> [Selected passage]:
Inside are the $85 Nikes I earmarked on the website. The swoosh is clean white against black. These are the first unused shoes I’ve received in years and something about the frivolity of this gesture reminds me of who my father used to be. He is no longer the round, loud man, who wore his thinning hair in a stubbornly swinging ponytail and came home with swaths of salt in his armpits, the white remains of evaporated sweat after a fourteen-hour work day. He is so small now, crumpled under his blanket. He is only awake in brief, fitful bursts. He can form no words as we open our presents, but today we say thank you for providing; we wish we had said this all along.

 

It’s been a little over two years since that day. It’s hard to remember how I felt in that hospital room when I am here at Princeton. I wear my Nikes around campus, staring uneasily at the fraying toes of the shoes, and wonder what wealth is supposed to look like. I thought I knew. Even during times when I was the only one in my family with a consistent job, or when we used our EBT card in the grocery store, I thought I had experienced a lifestyle of plenty. I got to go to high school every day, the local public school of a wealthy suburban district. I attended this school even when we moved out of the district, sold the condo after Dad was gone. I flew to expensive summer programs. I applied for scholarships that I only knew about because I had the privilege of a college counselor. My family prioritized my education at all costs. Before Princeton, I not only didn’t feel poor. I felt blessed.

 

This winter, I have learned what wealth looks like at Princeton. The signs are subtle, yet so markedly different from what I thought I knew. Instead of gratitude for Christmas miracles and a view of City of Hope’s asphalt parking lot, there exists a more unassuming taxonomy of wealth. A red patch and fur hood indicate a $900 winter coat, the flights to different states or countries during one-week breaks suggest thousands in disposable income, and the insistent praising of one’s elite private high school signifies utter disconnect with the middle class. I know that these items or signifiers alone do not denote class privilege, because poor families find ways to disguise their young. But this campus is so saturated with these luxuries, wealth is assumed to be the norm. Against this standard, my background is first and foremost one of lack. On this campus, it is hard to remember gratitude and it is so easy to feel poor. If you catch me off guard, I may unwittingly state that my $85 Nikes are cheap and so, by extension, is my family.

 

Three weeks ago, the New York Times wrote that Princeton is one of 38 schools with “more students from the top 1 percent than the bottom 60.” If 72% of my peers come from the top 20 percent, and my family has wavered between the bottom 13 to 30 percent in the past four years, I guess I am supposed to represent economic diversity at this institution. While there’s no shame in this status, I grew up in a middle-class environment for much of my life. If I represent a “poor family” at this school, there’s something seriously wrong with Princeton’s perception of wealth and its role in producing seemingly successful golden stars of academia.

 

We all want to know why we are here. We think we know the answer. We deserve to be here because we are smart, talented, and passionate. We earned it – this is what administration tells us and what friends reaffirm. Indeed, I have met some of the most intelligent, hard-working students at this school and I count myself as one of them. But the way wealth works at Princeton proves that the vast majority of us aren’t here because of individual merit. We’re here because the people in our lives provided for us.

 

Despite the worth I reserve for myself and my experiences, I know I’m really here because my mother worked an extra job to send me to a college counselor. I’m here because my family friends helped lie to my school district about my address. I’m here because even when he had absolutely nothing left, not even a solid lock of his previously treasured hair, my father tried to provide the extravagant privilege of having a box to open on Christmas and new shoes to wear to school.

> [Activity list]:
a: According to the passage on wealth at Princeton, what percentage of the writer's peers come from the top 20 percent?
b: Reproduce the passage on wealth at Princeton word for word, starting at "Inside are the" and ending at "this all along.".

> [Data block]:
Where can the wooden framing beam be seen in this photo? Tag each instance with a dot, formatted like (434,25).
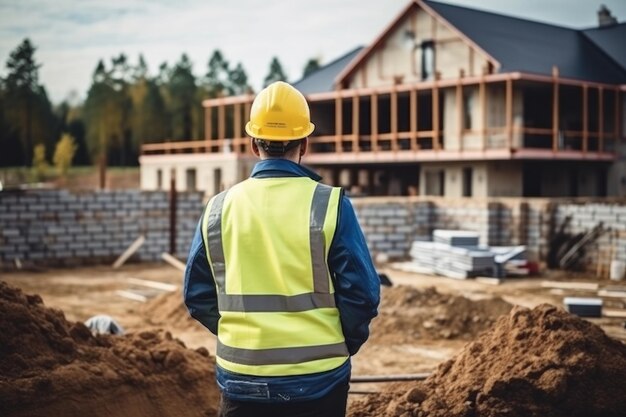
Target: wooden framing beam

> [Results in order]:
a: 72%

b:
Inside are the $85 Nikes I earmarked on the website. The swoosh is clean white against black. These are the first unused shoes I’ve received in years and something about the frivolity of this gesture reminds me of who my father used to be. He is no longer the round, loud man, who wore his thinning hair in a stubbornly swinging ponytail and came home with swaths of salt in his armpits, the white remains of evaporated sweat after a fourteen-hour work day. He is so small now, crumpled under his blanket. He is only awake in brief, fitful bursts. He can form no words as we open our presents, but today we say thank you for providing; we wish we had said this all along.